[[ Supplied records open ]]
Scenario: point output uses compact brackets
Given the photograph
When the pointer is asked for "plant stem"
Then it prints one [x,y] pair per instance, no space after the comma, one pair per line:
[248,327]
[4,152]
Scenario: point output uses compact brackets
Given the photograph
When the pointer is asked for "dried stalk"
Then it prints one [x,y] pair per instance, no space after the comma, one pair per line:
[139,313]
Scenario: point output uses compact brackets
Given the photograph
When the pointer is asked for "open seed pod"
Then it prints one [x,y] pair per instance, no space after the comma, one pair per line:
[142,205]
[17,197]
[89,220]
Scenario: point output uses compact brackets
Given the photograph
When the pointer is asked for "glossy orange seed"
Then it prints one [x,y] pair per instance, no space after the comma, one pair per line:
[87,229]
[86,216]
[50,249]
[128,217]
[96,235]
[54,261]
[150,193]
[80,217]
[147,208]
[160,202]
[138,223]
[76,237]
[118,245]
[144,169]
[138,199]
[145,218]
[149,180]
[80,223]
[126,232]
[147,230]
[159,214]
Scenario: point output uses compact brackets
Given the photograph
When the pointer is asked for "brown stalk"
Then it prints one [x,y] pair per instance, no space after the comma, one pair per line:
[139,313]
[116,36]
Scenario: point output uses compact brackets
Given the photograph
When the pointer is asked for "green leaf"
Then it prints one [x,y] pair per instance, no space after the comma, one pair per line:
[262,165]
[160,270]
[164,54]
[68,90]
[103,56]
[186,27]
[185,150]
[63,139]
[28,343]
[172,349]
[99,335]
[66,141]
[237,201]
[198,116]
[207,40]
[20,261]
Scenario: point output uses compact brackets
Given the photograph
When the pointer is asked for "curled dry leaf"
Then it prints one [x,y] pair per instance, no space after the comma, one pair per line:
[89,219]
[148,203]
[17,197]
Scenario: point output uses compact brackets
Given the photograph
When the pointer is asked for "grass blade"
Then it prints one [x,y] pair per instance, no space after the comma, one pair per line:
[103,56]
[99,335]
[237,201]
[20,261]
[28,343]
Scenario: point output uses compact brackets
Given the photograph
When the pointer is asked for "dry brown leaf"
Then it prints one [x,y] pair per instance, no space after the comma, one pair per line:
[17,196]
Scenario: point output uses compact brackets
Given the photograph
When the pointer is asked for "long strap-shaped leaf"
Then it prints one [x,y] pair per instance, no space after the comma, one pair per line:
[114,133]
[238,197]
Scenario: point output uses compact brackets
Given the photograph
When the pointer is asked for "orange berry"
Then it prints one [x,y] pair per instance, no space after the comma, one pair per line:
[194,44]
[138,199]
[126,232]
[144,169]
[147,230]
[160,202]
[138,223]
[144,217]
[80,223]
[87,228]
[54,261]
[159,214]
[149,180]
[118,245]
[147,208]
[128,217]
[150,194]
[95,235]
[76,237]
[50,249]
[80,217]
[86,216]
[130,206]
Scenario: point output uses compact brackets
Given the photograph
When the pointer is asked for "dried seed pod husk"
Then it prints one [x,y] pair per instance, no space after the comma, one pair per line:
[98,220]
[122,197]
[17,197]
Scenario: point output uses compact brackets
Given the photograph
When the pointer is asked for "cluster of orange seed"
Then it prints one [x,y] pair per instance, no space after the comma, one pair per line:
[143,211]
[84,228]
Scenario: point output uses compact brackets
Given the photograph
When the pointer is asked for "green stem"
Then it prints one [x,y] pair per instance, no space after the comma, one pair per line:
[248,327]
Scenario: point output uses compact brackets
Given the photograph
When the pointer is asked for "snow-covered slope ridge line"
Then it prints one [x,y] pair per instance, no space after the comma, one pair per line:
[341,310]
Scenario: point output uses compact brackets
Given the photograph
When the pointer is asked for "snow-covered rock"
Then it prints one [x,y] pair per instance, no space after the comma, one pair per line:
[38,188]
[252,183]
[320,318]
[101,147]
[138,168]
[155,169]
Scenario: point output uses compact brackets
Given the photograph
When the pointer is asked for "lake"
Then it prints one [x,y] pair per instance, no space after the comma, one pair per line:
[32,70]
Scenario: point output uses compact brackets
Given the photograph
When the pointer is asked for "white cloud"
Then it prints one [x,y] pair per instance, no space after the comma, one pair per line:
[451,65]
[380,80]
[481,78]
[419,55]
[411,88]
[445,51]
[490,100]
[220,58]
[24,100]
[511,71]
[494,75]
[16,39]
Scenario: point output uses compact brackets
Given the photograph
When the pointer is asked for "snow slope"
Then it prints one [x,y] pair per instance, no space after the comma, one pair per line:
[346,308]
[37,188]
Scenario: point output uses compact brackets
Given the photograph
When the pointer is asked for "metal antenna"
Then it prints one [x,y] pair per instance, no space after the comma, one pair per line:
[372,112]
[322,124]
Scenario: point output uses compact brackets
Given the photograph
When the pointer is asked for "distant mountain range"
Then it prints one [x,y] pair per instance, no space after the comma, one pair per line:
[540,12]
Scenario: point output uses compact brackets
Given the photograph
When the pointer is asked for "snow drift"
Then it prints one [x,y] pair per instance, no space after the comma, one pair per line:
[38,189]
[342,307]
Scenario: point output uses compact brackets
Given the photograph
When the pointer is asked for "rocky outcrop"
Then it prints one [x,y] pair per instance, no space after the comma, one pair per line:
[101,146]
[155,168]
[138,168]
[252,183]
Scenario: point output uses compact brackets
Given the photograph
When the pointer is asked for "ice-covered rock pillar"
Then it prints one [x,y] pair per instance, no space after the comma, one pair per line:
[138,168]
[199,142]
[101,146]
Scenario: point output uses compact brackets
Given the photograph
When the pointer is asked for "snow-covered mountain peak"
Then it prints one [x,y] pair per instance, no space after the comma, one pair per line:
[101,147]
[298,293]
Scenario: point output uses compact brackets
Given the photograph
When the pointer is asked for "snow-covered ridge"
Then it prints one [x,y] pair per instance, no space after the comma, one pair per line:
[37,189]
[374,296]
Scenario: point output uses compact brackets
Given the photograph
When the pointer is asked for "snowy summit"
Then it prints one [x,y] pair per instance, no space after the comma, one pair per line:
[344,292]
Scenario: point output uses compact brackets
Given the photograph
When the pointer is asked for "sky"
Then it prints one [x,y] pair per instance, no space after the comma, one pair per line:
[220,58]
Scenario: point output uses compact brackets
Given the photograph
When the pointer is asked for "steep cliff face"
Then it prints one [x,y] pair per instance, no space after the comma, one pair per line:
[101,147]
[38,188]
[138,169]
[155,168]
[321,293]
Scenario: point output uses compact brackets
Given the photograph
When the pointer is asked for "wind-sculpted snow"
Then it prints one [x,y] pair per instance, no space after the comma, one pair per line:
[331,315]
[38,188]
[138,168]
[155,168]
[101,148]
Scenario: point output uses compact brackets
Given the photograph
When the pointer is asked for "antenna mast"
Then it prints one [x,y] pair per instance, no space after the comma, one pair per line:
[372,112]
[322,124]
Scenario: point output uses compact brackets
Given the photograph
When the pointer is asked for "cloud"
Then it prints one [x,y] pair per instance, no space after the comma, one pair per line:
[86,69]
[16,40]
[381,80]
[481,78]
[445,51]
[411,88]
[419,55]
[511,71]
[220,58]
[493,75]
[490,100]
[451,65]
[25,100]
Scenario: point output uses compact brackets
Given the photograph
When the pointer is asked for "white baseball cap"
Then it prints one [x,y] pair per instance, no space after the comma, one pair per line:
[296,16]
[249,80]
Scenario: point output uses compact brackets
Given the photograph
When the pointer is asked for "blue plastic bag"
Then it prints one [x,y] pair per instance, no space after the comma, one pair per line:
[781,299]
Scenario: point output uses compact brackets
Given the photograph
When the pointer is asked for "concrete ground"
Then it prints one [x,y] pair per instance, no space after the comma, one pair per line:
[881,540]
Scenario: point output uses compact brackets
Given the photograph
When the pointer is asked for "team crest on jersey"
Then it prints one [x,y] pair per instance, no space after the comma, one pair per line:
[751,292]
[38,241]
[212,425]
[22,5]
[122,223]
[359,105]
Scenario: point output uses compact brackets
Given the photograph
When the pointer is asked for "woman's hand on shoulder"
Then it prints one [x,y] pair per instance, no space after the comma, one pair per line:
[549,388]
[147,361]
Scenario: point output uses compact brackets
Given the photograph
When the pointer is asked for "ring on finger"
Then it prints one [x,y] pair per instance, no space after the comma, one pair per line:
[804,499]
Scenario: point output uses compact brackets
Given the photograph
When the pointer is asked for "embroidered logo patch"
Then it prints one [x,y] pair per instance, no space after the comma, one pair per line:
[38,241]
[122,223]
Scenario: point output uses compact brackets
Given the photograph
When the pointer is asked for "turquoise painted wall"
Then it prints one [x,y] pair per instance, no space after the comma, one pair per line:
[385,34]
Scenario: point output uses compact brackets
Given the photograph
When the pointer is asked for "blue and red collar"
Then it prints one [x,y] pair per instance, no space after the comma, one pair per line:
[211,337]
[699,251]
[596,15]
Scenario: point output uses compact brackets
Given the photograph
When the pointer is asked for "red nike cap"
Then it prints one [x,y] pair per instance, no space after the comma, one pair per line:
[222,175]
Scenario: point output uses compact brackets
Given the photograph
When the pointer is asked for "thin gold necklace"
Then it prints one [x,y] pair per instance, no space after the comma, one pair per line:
[[ Supplied records closed ]]
Exercise requirements
Look through the entries and return every line where "stalk" appears.

Task result
When the pointer is asked for "dried stalk"
When the pointer is asked for "brown stalk"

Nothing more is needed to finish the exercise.